_Stored rows_

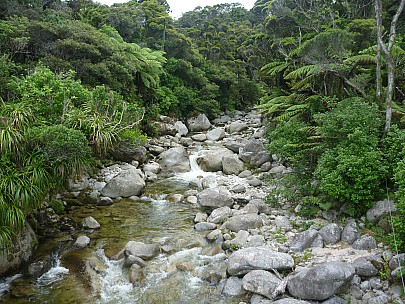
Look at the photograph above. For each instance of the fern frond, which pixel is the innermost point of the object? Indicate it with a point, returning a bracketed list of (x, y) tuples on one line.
[(301, 72), (362, 59)]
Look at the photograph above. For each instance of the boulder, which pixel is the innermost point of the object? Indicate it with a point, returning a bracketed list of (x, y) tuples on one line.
[(366, 242), (254, 182), (181, 128), (335, 300), (255, 258), (220, 215), (136, 274), (290, 301), (151, 167), (350, 232), (38, 268), (304, 240), (141, 250), (234, 146), (82, 241), (127, 152), (90, 223), (243, 222), (199, 123), (174, 160), (322, 281), (199, 137), (260, 158), (211, 160), (129, 260), (233, 287), (380, 209), (240, 239), (261, 282), (364, 267), (20, 251), (216, 134), (129, 182), (231, 164), (330, 233), (204, 226), (252, 148), (212, 198), (237, 127), (163, 128)]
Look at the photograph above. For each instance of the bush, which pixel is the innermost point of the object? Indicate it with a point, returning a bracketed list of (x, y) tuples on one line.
[(351, 169), (66, 150), (399, 218)]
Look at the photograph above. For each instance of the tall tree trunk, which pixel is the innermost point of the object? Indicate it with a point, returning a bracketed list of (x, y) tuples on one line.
[(378, 18), (387, 49)]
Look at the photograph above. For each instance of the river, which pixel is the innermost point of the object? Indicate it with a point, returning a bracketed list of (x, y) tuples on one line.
[(189, 271)]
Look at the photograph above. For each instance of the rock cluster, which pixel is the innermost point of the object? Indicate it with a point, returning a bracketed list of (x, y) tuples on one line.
[(270, 255)]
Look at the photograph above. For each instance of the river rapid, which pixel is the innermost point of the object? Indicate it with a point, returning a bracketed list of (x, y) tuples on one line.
[(188, 272)]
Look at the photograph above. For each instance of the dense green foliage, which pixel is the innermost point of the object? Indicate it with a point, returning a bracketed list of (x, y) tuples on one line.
[(327, 120), (78, 78)]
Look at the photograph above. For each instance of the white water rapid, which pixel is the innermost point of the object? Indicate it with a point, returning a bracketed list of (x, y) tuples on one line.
[(53, 275), (6, 282)]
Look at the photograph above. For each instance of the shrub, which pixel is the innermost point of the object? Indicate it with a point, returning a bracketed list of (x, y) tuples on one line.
[(351, 169), (66, 150)]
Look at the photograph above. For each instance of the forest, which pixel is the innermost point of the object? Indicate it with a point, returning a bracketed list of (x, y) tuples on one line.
[(78, 78)]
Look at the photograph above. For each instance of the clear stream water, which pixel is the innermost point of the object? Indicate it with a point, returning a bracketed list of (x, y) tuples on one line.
[(189, 274)]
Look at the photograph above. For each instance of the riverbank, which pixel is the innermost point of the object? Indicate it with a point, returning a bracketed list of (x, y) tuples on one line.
[(198, 199)]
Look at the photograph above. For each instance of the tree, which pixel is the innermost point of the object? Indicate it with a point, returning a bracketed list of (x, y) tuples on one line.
[(387, 50)]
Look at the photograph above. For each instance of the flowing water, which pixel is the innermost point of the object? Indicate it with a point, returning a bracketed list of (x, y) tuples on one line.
[(188, 271)]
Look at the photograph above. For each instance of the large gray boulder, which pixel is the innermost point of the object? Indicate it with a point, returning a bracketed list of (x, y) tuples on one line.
[(233, 145), (141, 250), (128, 152), (181, 128), (251, 149), (19, 252), (216, 134), (90, 223), (233, 287), (211, 160), (231, 164), (199, 123), (260, 158), (237, 127), (330, 233), (290, 301), (220, 214), (366, 242), (174, 160), (261, 282), (380, 209), (255, 258), (243, 222), (129, 182), (364, 266), (350, 232), (211, 198), (304, 240), (322, 281)]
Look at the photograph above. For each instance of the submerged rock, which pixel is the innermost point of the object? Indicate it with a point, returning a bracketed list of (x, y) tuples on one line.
[(174, 160), (253, 258), (141, 250), (129, 182), (243, 222), (322, 281), (213, 199), (199, 123), (90, 223), (261, 282)]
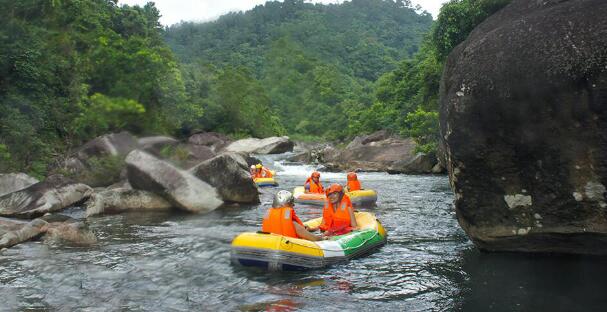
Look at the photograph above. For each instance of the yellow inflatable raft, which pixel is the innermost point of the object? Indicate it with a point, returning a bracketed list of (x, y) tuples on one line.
[(363, 197), (277, 252), (302, 197), (358, 198)]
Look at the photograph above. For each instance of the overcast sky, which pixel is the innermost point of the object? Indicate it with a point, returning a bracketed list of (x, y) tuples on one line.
[(174, 11)]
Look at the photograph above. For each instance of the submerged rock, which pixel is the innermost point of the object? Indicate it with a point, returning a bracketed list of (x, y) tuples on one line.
[(181, 188), (272, 145), (156, 144), (119, 200), (378, 152), (229, 174), (12, 182), (53, 229), (53, 194), (213, 140), (524, 123), (13, 232)]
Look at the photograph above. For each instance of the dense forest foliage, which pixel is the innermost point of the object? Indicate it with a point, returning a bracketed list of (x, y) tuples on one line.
[(316, 63), (71, 70)]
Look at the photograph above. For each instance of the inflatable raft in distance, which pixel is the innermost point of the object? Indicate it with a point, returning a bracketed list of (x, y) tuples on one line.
[(358, 198), (280, 253), (266, 181)]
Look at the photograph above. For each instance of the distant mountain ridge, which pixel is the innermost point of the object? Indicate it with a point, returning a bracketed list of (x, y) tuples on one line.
[(362, 37)]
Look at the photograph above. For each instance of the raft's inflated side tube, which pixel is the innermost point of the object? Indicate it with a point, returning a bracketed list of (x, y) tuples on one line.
[(265, 182), (277, 252), (363, 197), (301, 197)]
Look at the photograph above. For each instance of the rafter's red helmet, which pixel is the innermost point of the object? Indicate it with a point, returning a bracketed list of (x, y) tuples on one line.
[(335, 188)]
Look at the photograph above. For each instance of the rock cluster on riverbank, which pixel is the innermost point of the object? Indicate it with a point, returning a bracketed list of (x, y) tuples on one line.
[(379, 151), (524, 122), (147, 173)]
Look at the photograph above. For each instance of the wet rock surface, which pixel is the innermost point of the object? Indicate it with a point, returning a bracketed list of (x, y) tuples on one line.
[(182, 189), (271, 145), (229, 174), (524, 123), (53, 194), (12, 182), (119, 200)]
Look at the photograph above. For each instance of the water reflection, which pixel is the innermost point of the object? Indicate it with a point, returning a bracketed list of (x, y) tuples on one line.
[(180, 262)]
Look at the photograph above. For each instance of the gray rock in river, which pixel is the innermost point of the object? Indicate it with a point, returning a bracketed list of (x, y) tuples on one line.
[(213, 140), (12, 182), (156, 144), (271, 145), (53, 229), (229, 174), (378, 152), (119, 200), (181, 188), (53, 194), (13, 232), (524, 125)]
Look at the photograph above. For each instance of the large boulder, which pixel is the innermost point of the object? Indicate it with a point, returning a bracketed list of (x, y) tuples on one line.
[(272, 145), (155, 145), (524, 125), (181, 188), (53, 228), (12, 182), (113, 144), (123, 199), (213, 140), (13, 232), (100, 161), (229, 174), (53, 194)]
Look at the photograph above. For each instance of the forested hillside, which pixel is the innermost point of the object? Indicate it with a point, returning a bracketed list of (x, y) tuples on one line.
[(73, 70), (315, 64)]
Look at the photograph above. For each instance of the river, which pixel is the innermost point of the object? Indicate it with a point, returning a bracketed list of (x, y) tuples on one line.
[(181, 262)]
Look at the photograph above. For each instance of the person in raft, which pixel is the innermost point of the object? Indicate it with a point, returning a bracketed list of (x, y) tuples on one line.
[(261, 172), (313, 184), (281, 218), (338, 214), (353, 183)]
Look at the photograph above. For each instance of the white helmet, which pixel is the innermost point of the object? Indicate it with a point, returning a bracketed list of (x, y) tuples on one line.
[(283, 198)]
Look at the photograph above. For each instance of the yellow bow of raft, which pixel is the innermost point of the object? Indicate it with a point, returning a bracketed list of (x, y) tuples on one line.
[(276, 252)]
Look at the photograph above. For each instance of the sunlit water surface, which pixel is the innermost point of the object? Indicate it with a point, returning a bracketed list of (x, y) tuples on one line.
[(181, 262)]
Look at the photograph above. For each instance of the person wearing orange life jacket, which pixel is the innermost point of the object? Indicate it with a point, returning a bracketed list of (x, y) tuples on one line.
[(353, 183), (262, 172), (282, 220), (313, 184), (338, 214)]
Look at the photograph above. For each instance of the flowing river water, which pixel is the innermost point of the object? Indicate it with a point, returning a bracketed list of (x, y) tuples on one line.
[(181, 262)]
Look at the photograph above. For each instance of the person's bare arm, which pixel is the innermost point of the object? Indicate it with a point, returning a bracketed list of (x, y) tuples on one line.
[(303, 233), (353, 222)]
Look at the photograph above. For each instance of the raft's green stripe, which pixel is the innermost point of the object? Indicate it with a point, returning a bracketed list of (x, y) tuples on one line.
[(357, 240)]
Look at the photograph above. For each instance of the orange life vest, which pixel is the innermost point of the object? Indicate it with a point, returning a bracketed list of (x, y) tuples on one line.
[(315, 188), (280, 221), (353, 185), (263, 173), (337, 222)]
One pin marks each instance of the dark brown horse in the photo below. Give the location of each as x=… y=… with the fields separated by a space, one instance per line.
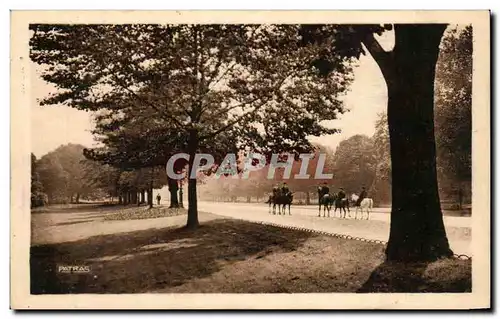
x=282 y=201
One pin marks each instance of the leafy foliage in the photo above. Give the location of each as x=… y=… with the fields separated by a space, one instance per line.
x=453 y=111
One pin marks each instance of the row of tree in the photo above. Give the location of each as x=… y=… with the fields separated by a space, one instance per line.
x=165 y=89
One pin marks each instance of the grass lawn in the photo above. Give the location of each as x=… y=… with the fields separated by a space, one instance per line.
x=232 y=256
x=144 y=213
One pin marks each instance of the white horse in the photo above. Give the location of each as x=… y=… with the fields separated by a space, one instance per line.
x=366 y=204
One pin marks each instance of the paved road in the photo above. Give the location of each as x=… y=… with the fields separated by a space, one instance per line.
x=458 y=228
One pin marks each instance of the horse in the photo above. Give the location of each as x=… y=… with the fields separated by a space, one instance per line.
x=341 y=204
x=327 y=202
x=282 y=200
x=365 y=204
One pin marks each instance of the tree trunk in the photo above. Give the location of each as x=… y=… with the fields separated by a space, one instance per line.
x=417 y=231
x=192 y=221
x=173 y=188
x=150 y=197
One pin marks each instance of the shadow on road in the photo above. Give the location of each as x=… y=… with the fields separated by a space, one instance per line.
x=147 y=260
x=447 y=275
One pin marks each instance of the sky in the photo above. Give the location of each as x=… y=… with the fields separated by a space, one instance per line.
x=56 y=125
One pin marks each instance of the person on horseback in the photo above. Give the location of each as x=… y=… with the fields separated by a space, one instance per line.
x=341 y=194
x=284 y=189
x=323 y=190
x=362 y=196
x=275 y=190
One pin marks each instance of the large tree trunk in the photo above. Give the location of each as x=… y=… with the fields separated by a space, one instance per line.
x=417 y=231
x=192 y=221
x=173 y=188
x=150 y=197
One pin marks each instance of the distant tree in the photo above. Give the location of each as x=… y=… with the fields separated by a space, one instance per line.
x=38 y=197
x=417 y=230
x=453 y=112
x=67 y=176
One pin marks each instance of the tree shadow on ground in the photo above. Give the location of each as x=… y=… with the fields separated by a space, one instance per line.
x=446 y=275
x=142 y=261
x=83 y=207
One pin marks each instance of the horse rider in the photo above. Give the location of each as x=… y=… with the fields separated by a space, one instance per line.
x=284 y=189
x=323 y=190
x=362 y=196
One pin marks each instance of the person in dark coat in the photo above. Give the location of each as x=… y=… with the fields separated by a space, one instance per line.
x=341 y=194
x=323 y=190
x=362 y=196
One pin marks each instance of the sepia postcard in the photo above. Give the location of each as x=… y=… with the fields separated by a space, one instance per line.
x=250 y=160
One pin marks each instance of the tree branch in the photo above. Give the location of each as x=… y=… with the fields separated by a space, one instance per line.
x=377 y=52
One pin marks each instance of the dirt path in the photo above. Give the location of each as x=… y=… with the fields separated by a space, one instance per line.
x=457 y=228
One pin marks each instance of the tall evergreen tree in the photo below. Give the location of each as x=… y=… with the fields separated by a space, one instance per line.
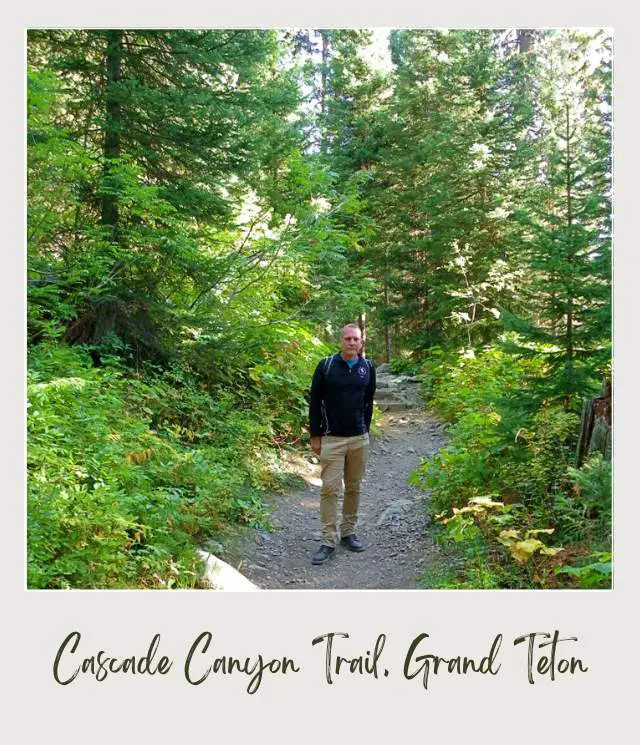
x=566 y=232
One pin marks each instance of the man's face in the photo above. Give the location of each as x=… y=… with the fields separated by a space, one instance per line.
x=350 y=342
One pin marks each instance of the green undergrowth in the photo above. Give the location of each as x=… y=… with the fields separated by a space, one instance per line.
x=128 y=473
x=508 y=502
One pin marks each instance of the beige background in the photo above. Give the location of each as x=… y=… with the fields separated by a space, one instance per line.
x=595 y=707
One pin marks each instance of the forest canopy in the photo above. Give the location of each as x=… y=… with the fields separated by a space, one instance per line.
x=207 y=207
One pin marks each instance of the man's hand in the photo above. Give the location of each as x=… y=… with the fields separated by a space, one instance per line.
x=316 y=444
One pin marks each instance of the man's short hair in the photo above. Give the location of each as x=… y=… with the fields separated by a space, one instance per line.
x=350 y=326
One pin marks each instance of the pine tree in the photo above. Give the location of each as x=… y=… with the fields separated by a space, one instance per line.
x=566 y=230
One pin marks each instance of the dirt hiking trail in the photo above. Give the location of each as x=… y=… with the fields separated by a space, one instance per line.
x=392 y=521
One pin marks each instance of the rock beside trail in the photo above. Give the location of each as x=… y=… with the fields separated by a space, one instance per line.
x=218 y=575
x=396 y=392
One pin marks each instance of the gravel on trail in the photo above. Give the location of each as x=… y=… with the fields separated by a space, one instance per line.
x=393 y=523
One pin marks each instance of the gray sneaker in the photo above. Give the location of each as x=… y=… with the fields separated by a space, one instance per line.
x=322 y=554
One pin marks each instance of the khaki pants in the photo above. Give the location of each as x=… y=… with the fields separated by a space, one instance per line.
x=341 y=457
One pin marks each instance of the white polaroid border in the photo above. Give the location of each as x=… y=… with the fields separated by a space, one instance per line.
x=592 y=707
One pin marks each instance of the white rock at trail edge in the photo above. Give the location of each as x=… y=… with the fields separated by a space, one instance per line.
x=218 y=575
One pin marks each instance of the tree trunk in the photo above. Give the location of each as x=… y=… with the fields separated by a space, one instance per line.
x=112 y=128
x=525 y=40
x=387 y=329
x=362 y=323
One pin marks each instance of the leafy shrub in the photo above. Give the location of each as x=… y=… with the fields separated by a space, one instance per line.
x=127 y=474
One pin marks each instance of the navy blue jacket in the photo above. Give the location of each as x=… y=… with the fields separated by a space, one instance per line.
x=341 y=400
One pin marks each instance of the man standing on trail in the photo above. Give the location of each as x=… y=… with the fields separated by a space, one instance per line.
x=340 y=412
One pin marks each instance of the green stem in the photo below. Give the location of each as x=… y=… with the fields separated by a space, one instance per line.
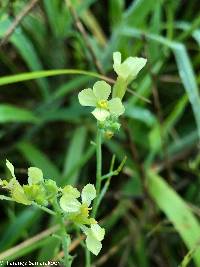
x=98 y=185
x=64 y=236
x=98 y=171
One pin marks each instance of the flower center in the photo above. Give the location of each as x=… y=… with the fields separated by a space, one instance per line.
x=103 y=104
x=85 y=210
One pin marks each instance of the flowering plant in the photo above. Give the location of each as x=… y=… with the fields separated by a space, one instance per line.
x=67 y=203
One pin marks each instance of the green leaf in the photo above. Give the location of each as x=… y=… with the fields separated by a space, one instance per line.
x=35 y=175
x=88 y=194
x=37 y=158
x=11 y=168
x=9 y=113
x=77 y=144
x=177 y=212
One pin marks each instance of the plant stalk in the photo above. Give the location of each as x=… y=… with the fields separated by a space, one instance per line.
x=64 y=236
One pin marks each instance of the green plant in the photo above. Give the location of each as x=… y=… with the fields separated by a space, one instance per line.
x=64 y=200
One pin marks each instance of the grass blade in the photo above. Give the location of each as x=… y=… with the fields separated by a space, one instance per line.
x=177 y=212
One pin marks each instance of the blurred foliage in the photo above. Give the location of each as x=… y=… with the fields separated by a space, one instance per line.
x=148 y=221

_Instructions to follow_
Take the lines above from the one holding "One pin marks each instance of the plant" to the last and output them exactly.

_Written answer_
One pin marks each instance of the plant stalk in the photo above. Give the location of each as x=… y=… with the fields separated by a space, one instance per line.
x=64 y=236
One pin marks each instance of the green plant in the photo above. Give the location of each as x=… y=… with the fields separated by a space, one instance per line.
x=64 y=200
One pin marks each instance of the grass blade in the photo above. Give the location of each as x=… y=… with the fields separated by a space, one instance per line.
x=177 y=212
One pin marks each instance of the blurred foliage in the photo above. Give the location of each as x=… y=… with the fields separated by a space, one instance per line.
x=148 y=221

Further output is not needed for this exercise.